### [PROBLEM]
Rewrite the material from its start through the line containing "0 419 41 548" as a numbered list, skipping blank lines and leaving out the pictures.

### [SUPPLIED INFORMATION]
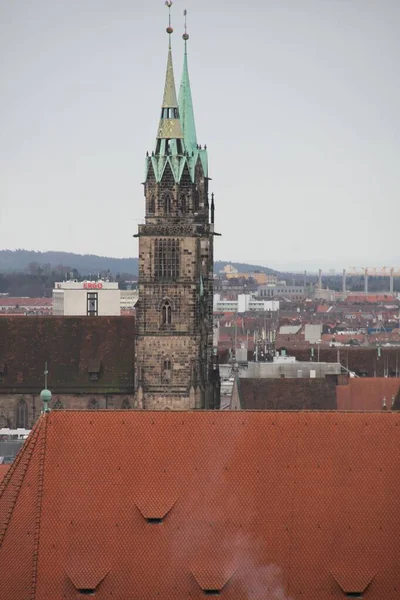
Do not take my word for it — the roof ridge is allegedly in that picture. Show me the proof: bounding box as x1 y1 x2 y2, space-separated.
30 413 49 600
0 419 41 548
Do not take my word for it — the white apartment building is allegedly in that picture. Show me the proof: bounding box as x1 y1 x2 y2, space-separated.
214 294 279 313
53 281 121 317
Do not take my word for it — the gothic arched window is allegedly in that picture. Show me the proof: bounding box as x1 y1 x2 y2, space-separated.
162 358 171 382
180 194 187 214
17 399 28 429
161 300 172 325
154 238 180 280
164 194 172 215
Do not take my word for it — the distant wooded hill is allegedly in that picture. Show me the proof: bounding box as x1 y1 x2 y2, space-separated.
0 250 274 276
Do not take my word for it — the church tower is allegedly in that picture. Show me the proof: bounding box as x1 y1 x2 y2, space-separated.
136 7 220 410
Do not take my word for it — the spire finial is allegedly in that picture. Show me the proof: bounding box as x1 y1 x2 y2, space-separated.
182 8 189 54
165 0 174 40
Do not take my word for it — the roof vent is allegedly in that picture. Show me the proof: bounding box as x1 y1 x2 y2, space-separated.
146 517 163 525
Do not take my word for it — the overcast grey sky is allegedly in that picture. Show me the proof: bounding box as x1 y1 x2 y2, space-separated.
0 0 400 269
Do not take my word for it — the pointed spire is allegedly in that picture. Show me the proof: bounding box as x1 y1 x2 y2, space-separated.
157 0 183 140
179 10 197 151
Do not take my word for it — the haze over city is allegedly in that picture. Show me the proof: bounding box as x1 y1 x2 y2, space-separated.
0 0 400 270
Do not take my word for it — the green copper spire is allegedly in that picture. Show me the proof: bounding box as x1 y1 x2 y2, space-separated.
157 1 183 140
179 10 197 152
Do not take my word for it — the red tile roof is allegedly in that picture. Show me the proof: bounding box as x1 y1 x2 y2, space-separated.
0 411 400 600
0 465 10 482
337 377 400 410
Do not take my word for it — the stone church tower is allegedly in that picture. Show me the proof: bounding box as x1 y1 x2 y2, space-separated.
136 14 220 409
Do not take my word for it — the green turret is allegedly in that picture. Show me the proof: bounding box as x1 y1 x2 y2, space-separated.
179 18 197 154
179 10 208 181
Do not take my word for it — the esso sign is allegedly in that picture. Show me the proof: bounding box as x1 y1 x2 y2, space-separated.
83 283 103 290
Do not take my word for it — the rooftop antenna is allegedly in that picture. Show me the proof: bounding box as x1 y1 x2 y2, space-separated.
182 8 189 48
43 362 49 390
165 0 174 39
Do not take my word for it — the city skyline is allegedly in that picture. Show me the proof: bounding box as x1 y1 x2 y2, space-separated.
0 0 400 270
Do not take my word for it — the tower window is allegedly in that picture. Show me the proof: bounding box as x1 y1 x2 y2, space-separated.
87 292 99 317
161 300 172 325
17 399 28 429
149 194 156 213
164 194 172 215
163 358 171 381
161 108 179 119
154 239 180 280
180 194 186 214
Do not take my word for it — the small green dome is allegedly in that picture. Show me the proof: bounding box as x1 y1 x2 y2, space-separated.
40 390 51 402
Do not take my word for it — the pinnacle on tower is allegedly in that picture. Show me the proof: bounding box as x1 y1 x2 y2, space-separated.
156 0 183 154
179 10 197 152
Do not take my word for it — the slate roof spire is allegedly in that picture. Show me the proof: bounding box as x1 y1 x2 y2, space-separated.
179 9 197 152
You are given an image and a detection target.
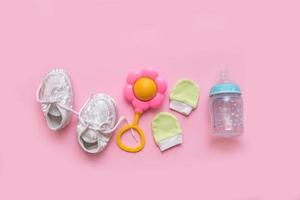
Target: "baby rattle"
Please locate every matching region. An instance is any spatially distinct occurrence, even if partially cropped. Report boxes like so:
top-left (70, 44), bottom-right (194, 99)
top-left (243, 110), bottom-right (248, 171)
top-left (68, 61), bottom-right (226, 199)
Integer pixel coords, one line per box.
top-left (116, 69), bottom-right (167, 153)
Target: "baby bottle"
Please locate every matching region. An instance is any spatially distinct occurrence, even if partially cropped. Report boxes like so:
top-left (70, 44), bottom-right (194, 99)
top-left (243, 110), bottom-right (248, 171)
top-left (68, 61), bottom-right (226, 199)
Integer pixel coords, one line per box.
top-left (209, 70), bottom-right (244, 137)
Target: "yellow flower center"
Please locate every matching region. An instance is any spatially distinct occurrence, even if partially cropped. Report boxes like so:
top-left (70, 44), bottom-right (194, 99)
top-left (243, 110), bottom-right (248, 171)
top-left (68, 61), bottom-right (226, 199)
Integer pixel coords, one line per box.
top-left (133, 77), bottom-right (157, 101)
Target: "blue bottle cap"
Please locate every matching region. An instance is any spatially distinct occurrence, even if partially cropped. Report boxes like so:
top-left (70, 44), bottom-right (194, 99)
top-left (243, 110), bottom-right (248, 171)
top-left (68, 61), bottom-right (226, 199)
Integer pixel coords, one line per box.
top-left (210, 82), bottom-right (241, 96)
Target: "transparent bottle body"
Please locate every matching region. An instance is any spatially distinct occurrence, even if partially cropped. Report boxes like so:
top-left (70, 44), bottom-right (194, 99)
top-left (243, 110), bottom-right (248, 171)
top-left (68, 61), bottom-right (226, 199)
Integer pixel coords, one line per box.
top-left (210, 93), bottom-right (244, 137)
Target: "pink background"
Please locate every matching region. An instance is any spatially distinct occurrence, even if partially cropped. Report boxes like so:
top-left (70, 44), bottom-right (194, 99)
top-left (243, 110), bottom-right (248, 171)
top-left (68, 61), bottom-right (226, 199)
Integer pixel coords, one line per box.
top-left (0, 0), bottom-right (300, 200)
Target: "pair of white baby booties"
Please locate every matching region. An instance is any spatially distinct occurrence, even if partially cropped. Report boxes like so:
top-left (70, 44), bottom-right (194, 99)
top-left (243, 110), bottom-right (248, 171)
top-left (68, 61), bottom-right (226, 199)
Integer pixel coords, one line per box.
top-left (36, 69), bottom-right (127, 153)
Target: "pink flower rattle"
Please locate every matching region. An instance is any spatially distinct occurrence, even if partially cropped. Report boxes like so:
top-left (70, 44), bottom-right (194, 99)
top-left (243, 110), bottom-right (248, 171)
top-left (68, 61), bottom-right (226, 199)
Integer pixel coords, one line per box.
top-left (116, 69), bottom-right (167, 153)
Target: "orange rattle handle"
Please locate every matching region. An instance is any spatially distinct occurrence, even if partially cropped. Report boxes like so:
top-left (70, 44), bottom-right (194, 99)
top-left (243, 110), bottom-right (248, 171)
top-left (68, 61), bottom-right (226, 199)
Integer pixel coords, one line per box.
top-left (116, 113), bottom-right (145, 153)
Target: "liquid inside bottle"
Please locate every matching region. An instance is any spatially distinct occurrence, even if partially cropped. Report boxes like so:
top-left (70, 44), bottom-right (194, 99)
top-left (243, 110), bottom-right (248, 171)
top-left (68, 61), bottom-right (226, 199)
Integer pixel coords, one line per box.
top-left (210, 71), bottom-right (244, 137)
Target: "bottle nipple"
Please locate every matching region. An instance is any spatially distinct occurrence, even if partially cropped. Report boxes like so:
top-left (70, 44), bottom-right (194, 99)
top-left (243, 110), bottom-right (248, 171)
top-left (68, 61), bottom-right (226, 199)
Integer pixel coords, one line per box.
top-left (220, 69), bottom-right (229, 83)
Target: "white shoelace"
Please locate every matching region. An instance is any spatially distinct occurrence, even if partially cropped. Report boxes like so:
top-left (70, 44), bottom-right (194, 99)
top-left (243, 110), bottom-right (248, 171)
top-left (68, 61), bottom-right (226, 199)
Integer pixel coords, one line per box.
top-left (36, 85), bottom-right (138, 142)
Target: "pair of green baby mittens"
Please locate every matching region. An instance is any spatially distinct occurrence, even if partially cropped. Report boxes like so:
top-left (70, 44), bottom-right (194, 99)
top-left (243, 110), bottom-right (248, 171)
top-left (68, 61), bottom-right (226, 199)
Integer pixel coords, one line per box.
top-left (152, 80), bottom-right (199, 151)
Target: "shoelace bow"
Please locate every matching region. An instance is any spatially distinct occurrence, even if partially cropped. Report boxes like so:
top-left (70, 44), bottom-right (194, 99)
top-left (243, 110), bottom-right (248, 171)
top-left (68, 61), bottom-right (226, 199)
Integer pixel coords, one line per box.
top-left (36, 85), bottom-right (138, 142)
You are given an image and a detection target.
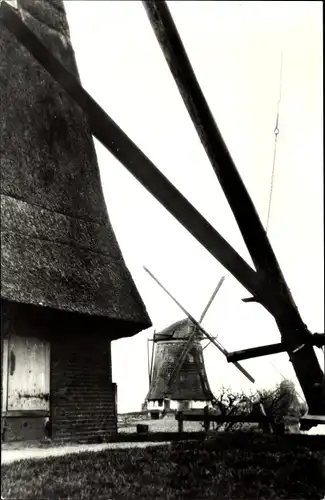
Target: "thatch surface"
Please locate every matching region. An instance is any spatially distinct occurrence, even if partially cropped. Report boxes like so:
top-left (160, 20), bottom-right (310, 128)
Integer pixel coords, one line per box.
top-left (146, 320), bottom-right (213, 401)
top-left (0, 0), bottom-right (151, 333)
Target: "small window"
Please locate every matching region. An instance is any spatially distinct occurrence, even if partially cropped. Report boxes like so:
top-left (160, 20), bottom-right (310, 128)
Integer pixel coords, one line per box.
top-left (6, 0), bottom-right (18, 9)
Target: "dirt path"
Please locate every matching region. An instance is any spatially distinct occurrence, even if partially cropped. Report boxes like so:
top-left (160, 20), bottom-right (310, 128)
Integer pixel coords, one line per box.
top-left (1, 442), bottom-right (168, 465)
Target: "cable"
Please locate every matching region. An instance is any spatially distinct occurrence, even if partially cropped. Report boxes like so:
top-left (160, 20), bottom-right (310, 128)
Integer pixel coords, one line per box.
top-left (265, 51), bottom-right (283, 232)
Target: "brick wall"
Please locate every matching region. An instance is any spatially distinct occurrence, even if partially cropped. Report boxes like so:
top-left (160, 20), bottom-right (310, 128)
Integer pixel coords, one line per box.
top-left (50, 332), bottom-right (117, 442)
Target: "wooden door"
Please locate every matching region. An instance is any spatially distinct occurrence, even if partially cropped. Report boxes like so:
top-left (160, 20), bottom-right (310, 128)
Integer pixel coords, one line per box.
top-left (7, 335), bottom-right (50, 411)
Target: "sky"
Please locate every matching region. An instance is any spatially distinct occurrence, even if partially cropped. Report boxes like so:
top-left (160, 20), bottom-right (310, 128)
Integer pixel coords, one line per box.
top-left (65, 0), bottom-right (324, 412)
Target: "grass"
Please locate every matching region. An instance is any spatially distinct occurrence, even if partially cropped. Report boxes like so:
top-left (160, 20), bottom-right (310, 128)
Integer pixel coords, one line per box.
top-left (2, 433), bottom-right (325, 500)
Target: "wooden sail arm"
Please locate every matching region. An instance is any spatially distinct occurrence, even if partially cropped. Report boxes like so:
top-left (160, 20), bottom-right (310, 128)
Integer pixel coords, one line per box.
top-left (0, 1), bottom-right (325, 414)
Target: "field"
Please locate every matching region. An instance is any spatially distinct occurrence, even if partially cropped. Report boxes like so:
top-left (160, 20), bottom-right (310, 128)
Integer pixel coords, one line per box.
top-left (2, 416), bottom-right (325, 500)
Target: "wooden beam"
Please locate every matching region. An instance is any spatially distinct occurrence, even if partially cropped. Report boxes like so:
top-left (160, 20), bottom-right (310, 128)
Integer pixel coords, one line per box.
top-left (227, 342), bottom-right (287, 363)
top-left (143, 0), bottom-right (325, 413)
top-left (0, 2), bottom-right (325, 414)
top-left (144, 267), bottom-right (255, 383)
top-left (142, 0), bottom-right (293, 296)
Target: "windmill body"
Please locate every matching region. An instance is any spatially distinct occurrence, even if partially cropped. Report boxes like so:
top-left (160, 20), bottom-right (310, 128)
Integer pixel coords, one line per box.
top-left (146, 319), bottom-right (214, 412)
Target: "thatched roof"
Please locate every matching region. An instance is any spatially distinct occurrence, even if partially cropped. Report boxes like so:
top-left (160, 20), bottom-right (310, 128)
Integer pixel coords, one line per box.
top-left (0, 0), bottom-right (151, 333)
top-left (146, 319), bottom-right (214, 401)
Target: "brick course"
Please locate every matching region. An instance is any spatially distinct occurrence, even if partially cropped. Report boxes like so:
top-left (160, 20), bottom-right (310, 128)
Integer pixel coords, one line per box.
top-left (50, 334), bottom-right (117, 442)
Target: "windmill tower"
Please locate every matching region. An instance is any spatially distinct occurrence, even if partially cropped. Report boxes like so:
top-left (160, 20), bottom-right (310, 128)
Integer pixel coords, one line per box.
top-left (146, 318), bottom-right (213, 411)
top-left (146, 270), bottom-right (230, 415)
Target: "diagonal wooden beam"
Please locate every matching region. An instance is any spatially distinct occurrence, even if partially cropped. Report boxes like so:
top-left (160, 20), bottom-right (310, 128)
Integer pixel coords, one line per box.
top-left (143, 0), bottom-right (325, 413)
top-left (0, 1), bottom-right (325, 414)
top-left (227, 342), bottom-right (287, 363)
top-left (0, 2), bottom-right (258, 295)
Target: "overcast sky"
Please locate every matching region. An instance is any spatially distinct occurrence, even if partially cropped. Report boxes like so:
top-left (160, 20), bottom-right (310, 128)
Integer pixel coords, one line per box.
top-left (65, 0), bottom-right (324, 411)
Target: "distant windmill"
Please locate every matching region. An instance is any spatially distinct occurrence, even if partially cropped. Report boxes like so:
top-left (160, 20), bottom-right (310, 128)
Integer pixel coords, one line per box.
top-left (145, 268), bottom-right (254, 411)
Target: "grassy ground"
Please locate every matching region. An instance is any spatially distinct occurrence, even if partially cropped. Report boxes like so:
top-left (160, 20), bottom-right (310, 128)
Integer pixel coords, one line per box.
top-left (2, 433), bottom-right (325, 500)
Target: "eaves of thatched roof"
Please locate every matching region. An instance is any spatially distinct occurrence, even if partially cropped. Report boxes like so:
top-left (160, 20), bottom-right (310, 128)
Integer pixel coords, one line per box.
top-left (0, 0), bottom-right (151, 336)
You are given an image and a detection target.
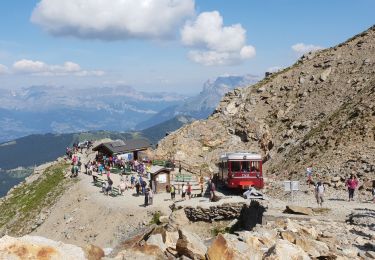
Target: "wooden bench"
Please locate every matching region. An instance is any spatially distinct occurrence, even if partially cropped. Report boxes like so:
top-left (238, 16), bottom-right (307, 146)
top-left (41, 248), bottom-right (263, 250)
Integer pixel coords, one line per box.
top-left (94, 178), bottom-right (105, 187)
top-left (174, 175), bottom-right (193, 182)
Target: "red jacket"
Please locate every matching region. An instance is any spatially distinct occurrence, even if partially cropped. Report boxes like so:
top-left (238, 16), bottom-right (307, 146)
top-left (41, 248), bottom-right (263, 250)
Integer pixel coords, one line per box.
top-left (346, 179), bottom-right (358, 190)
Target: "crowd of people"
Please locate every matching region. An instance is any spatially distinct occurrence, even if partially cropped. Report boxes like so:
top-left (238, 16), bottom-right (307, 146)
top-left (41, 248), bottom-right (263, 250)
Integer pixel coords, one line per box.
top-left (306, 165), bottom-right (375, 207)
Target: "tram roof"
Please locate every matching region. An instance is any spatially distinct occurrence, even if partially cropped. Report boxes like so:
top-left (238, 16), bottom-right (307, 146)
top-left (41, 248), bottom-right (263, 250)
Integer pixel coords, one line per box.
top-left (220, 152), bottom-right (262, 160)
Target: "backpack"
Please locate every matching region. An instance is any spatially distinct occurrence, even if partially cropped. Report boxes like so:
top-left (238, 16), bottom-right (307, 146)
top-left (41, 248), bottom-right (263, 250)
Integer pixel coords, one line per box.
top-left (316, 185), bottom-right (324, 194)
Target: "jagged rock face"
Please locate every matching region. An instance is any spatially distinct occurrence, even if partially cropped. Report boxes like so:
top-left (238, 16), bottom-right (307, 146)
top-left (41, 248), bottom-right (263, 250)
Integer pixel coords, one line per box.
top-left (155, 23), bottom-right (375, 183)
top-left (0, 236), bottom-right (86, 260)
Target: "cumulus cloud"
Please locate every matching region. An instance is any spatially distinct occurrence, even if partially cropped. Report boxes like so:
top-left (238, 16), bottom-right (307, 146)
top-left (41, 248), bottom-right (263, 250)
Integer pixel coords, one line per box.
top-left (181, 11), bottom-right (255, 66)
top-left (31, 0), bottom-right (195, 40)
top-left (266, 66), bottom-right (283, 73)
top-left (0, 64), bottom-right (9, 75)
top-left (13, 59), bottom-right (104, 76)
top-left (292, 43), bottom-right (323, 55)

### [FINISHED TASK]
1. Do not take my word for it — the roof ridge is allegedly in that picture. Show me the proof: bounding box as x1 y1 x2 y2, space-separated.
2. 30 413 49 600
3. 0 419 41 548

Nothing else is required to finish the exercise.